**SOURCE EXTRACT**
[Start]

From Technician to Technologist: How TechAMP is Filling Manufacturing's "Missing Middle"
- Ben Sosne

- 4 days ago
- 4 min read
Advanced manufacturing faces a persistent and growing workforce challenge. Engineers are trained to design systems. Technicians are trained to operate machines. But as manufacturing environments become more complex—integrating automation, robotics, digital controls, and data-driven processes—companies increasingly need professionals who can bridge the space in between.
That “missing middle” is where the technologist emerges. It is also precisely the gap the Technologist Advanced Manufacturing Program—TechAMP—was designed to fill.
The Berkshire Innovation Center (BIC) in Pittsfield was designated as the first non-college educational hub in the nation authorized to deliver TechAMP, a year-long workforce development initiative designed by the Massachusetts Institute of Technology and funded by the U.S. Department of Defense. That designation positioned the Berkshires as an early proving ground for a new model of advanced manufacturing education—one centered not just on technical proficiency, but on systems thinking, integration, and leadership.
Bridging the Manufacturing Middle
TechAMP targets experienced technicians and operators—typically those with three or more years on the shop floor—and prepares them to become technologists: professionals who combine hands-on expertise with a systems-level understanding of manufacturing operations. MIT Principal Research Scientist John Liu, one of the program’s architects, has described technologists as “the connective tissue of advanced manufacturing—linking design intent, production reality, and continuous improvement.”
Historically, that connective role has been underdeveloped. Engineers may understand system design, while technicians master specific equipment, but few are trained to optimize how technologies interact across an entire production environment. TechAMP was intentionally built to address that blind spot.
A Regional Partnership with National Implications
What makes the Berkshire implementation distinctive is the formal coordination among three institutions: MIT, the Berkshire Innovation Center, and Berkshire Community College (BCC).
The BIC serves as the physical learning hub and regional coordinator. MIT provides the national curriculum architecture and instructional framework. BCC supplies the academic credentialing pathway that enables working adults to translate industry-aligned learning into recognized college credit.
“This is an illustration of a truly coordinated and orchestrated effort,” said Dennis Rebelo, Chief Learning Officer at the Berkshire Innovation Center. “It sits right at the intersection of higher education, industry, and applied innovation—exactly where the future of workforce development needs to live.”
Formalizing the Pathway: A Year-End Milestone
That coordination became formalized during the final week of December 2025. Laurie Gordy, Vice President of Academic Affairs at Berkshire Community College, and Rebelo signed a Memorandum of Understanding establishing a formal credit-recognition pathway between the MIT-designed TechAMP program delivered at the BIC and BCC’s Mechatronics degree program.
The agreement was the result of months of academic and strategic work. It was driven by Matthew P. Kenny, Dean of Science and Business at BCC, and carefully mapped by Jose Colmenares, who aligned TechAMP’s rigorous curriculum with BCC’s Mechatronics coursework.

[End]

**PROBLEM DETAILS**
List every person named in the body of the TechAMP article, leaving out the byline. Answer using only the TechAMP article.

**GIVEN RECORDS**
[Start]

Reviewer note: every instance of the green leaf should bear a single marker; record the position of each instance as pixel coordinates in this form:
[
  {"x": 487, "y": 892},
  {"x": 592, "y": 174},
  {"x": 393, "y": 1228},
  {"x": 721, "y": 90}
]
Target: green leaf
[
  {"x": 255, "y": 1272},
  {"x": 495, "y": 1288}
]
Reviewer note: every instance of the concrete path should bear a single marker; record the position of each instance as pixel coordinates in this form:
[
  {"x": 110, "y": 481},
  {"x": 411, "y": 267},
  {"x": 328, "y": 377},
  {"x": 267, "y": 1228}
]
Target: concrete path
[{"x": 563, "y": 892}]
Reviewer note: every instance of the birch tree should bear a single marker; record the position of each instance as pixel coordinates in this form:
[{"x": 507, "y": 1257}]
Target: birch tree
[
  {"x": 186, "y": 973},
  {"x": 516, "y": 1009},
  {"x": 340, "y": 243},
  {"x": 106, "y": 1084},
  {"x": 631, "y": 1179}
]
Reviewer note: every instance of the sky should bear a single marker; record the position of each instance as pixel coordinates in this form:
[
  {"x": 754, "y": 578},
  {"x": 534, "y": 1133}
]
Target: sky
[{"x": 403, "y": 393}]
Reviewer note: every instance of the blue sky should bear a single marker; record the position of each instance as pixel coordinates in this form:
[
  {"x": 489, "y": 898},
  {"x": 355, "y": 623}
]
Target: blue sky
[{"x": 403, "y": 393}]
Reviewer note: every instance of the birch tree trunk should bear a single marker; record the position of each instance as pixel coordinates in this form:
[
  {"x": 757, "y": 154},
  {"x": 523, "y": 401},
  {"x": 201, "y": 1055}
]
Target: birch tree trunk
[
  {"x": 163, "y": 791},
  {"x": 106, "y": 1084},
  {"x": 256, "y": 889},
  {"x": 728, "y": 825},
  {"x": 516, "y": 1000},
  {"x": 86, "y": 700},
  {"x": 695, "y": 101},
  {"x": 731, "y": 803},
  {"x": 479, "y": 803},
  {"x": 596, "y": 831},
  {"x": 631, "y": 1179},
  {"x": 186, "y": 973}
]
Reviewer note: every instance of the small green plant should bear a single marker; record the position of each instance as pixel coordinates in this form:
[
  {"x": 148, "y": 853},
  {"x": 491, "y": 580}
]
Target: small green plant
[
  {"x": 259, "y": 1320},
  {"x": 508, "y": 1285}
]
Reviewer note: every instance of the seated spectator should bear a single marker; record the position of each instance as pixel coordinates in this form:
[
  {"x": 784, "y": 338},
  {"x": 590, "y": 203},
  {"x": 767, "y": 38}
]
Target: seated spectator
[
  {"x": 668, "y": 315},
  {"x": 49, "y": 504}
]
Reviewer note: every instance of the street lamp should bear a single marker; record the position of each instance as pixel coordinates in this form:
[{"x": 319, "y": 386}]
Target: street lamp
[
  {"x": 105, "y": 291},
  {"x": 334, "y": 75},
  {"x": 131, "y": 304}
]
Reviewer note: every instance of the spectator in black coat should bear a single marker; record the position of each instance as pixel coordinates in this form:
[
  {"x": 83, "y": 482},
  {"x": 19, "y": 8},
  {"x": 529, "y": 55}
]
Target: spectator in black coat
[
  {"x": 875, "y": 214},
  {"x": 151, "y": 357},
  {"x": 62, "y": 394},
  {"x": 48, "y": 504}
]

[End]

**FULL SOLUTION**
John Liu, Dennis Rebelo, Laurie Gordy, Matthew P. Kenny, Jose Colmenares